Exercises to complete:
a) Answer these questions from the passage on features removed from C++:
(i) In Java, what provides the desirable features of multiple inheritance?
(ii) Which statements provide the facility to exit from the innermost part of a loop?
(iii) What operation must a programmer use to convert a data element of one type into a different type?
b) In the listing, rewrite everything from the line containing "wrist for player-tracking calibration." down to the line containing "[64,96,98,189]". Change "broadcast still" to "match frame", keep all else unchanged, and return only those lines.

====== Source excerpt

Features removed from C++

The discussion above has already illustrated some of the features that Sun removed from C and C++ when it created Java. Here's a more complete list:

  • Typedefs, defines, and preprocessors have been eliminated: There is no typedef, no #define statement, and no preprocessor. As a result, there is no need for the header files one typically sees in C and C++. Instead, the definition of other classes and their methods are included within the Java language source files. This is more than a cosmetic trick: In order to understand the typical C/C++ program, you must first read all of the related header files, #defines, and typedefs to understand the overall context of the program.

  • Structures and unions have been eliminated: Java achieves the same effect by allowing the programmer to declare a class with appropriate instance variables. C++ might have followed the same approach, but for obvious reasons, chose to maintain compatibility with C; the Java designers deliberately avoided committing themselves to C/C++ compatibility when they felt it was inappropriate to do so.

  • Functions have been eliminated: Anything the programmer can do with a function can be accomplished by defining a class and creating methods for the class. Thus, the Java designers have tried to eliminate the practice of creating "hybrid" mixtures of OO and procedural programming style.

  • Multiple inheritance is not supported: Only single inheritance is allowed. The desirable features of multiple inheritance are provided with interfaces in Java, which are conceptually similar to what's found in Objective C. An interface is a definition of a set of methods that one or more objects will implement; they contain only the declaration of methods and constants.

  • Goto statements have been eliminated because the most legitimate uses of the goto have typically been to exit from the innermost part of a loop, and that facility has been provided with the break and continue statements.

  • Operator overloading has been eliminated, which means that there are no mechanisms for programmers to overload the standard arithmetic operators. Where this kind of familiar C/C++ activity needs to be carried out, it can be accomplished in a more straightforward way by declaring a class, appropriate instance variables, and appropriate methods to manipulate those variables.

  • Automatic coercions of data types have been eliminated on the premise that if the programmer wants to "coerce" a data element of one type into a different data type, it should be done explicitly with a "cast" operation. Thus, the fragment of code shown below:

    int sampleInt;
        double sampleFloat = 3.1415926535;
        sampleInt = sampleFloat;
    

    would result in a compiler error because of the possible loss of precision. To accomplish this properly would require the programmer to write the code in the following fashion:

    int sampleInt;
        double sampleFloat = 3.1415926535;
        sampleInt = (int)sampleFloat;
    
  • Pointers and pointer arithmetic have been eliminated since they are one of the primary causes of bugs in programs. (Pointers in a data structure are roughly equivalent to goto statements in a control structure.) Because structures are gone, and arrays and strings are represented as objects, the need for pointers has largely disappeared.

============
====== Source data

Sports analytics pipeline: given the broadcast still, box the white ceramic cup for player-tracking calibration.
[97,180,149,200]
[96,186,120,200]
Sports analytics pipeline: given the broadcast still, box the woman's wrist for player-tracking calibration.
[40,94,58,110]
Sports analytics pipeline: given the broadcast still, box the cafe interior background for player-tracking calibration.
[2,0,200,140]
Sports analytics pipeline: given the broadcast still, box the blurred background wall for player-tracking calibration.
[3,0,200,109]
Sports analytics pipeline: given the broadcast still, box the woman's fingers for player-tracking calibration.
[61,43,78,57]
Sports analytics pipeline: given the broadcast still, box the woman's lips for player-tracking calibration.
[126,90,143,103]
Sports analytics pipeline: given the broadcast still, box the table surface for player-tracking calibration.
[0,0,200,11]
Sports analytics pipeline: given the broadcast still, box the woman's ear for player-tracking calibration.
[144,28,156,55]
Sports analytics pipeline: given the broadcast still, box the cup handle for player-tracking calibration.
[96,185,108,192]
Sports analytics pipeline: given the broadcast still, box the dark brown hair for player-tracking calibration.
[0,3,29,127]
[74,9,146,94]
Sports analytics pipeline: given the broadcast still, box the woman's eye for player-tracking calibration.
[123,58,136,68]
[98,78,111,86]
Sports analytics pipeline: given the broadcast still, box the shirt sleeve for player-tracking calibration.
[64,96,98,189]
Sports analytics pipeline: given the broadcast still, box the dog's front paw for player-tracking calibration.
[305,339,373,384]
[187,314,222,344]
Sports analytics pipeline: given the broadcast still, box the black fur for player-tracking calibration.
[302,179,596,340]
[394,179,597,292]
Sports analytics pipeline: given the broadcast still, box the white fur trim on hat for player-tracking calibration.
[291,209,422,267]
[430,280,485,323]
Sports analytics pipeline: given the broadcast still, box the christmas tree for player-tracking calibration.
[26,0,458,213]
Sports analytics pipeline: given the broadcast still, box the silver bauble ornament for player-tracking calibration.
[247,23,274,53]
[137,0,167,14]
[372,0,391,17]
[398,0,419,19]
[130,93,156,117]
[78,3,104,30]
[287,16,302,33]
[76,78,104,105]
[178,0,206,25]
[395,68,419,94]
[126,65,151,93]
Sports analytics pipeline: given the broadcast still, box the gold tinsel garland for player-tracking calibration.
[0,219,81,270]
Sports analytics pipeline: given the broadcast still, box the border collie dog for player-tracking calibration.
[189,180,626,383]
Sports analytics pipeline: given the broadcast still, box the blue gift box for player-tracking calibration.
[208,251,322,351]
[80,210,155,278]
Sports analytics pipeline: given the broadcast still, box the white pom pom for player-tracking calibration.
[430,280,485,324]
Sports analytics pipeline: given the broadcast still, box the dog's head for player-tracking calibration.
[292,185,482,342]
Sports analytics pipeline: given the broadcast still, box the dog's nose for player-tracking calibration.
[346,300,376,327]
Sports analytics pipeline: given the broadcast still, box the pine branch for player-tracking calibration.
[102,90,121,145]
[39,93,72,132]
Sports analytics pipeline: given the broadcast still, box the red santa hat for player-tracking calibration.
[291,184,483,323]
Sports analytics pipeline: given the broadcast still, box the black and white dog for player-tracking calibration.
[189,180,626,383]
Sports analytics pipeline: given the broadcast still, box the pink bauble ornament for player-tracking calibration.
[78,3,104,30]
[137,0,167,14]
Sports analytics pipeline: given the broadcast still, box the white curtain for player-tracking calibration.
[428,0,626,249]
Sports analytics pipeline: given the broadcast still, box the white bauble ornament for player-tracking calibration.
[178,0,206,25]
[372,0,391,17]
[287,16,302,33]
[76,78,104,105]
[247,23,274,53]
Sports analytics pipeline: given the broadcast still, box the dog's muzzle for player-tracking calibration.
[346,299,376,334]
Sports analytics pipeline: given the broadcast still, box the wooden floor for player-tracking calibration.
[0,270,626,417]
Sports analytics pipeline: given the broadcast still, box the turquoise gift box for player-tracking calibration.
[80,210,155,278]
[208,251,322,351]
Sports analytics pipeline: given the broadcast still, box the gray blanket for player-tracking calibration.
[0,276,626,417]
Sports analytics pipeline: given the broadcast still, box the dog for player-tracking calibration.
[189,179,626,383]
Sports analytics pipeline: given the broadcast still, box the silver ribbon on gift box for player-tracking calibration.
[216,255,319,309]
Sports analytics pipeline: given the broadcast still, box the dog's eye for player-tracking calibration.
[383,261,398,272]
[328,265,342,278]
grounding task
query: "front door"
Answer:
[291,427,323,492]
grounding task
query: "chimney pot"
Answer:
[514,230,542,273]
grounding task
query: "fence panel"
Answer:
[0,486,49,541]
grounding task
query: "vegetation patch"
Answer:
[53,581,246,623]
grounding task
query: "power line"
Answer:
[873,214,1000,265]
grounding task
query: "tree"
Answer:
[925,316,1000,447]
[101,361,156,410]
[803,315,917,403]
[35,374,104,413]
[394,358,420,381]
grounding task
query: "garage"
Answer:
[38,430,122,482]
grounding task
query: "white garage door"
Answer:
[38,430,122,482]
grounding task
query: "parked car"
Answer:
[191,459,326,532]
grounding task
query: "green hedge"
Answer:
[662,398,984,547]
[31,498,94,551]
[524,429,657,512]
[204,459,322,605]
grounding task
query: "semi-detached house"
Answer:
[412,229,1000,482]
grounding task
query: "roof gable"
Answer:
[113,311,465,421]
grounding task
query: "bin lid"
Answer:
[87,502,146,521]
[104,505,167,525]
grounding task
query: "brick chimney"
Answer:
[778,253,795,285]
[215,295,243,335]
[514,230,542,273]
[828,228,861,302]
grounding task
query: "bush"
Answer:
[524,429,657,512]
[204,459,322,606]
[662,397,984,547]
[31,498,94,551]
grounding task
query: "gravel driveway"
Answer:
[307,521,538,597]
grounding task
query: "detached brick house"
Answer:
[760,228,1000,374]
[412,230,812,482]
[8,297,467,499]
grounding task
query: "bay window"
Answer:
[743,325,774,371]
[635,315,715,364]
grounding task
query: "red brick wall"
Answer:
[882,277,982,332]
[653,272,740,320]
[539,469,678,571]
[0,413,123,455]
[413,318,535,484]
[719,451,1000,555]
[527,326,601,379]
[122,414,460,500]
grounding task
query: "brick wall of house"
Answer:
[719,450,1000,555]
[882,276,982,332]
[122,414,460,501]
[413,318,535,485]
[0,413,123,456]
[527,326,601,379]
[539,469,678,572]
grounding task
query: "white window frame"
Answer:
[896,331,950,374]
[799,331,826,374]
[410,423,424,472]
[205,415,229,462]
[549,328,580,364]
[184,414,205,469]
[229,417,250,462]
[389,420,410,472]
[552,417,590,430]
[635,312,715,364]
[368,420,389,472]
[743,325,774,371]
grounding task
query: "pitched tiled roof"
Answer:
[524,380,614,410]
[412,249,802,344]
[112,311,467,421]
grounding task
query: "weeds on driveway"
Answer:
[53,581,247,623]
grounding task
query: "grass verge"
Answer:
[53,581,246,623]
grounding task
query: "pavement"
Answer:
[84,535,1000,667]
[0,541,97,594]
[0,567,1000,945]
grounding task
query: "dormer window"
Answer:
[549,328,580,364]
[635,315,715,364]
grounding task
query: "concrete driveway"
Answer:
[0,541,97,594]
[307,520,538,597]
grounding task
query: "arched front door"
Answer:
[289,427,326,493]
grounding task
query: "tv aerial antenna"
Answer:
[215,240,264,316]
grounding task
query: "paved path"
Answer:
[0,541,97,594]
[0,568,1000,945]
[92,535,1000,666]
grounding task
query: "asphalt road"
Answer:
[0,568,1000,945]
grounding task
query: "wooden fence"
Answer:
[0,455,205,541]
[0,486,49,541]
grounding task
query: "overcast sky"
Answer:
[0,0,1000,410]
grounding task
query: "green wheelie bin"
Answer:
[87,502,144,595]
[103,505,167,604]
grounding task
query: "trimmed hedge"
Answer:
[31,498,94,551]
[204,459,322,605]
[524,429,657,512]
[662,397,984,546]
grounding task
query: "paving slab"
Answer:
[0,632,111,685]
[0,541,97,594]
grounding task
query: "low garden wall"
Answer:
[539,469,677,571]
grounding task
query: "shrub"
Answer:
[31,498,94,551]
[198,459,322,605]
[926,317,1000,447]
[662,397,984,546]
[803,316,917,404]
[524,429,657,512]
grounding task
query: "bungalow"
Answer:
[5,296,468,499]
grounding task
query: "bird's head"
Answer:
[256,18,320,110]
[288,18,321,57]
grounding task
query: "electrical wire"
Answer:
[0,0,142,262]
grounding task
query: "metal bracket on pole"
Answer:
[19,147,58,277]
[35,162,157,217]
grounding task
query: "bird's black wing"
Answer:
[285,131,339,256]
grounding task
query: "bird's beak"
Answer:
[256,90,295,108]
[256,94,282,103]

============

Answers for the exercise:
a)
(i) Interfaces
(ii) The break and continue statements
(iii) A "cast" operation

b)
Sports analytics pipeline: given the match frame, box the woman's wrist for player-tracking calibration.
[40,94,58,110]
Sports analytics pipeline: given the match frame, box the cafe interior background for player-tracking calibration.
[2,0,200,140]
Sports analytics pipeline: given the match frame, box the blurred background wall for player-tracking calibration.
[3,0,200,109]
Sports analytics pipeline: given the match frame, box the woman's fingers for player-tracking calibration.
[61,43,78,57]
Sports analytics pipeline: given the match frame, box the woman's lips for player-tracking calibration.
[126,90,143,103]
Sports analytics pipeline: given the match frame, box the table surface for player-tracking calibration.
[0,0,200,11]
Sports analytics pipeline: given the match frame, box the woman's ear for player-tracking calibration.
[144,28,156,55]
Sports analytics pipeline: given the match frame, box the cup handle for player-tracking calibration.
[96,185,108,192]
Sports analytics pipeline: given the match frame, box the dark brown hair for player-tracking calibration.
[0,3,29,127]
[74,9,146,94]
Sports analytics pipeline: given the match frame, box the woman's eye for player-tracking calibration.
[123,58,136,68]
[98,78,111,86]
Sports analytics pipeline: given the match frame, box the shirt sleeve for player-tracking calibration.
[64,96,98,189]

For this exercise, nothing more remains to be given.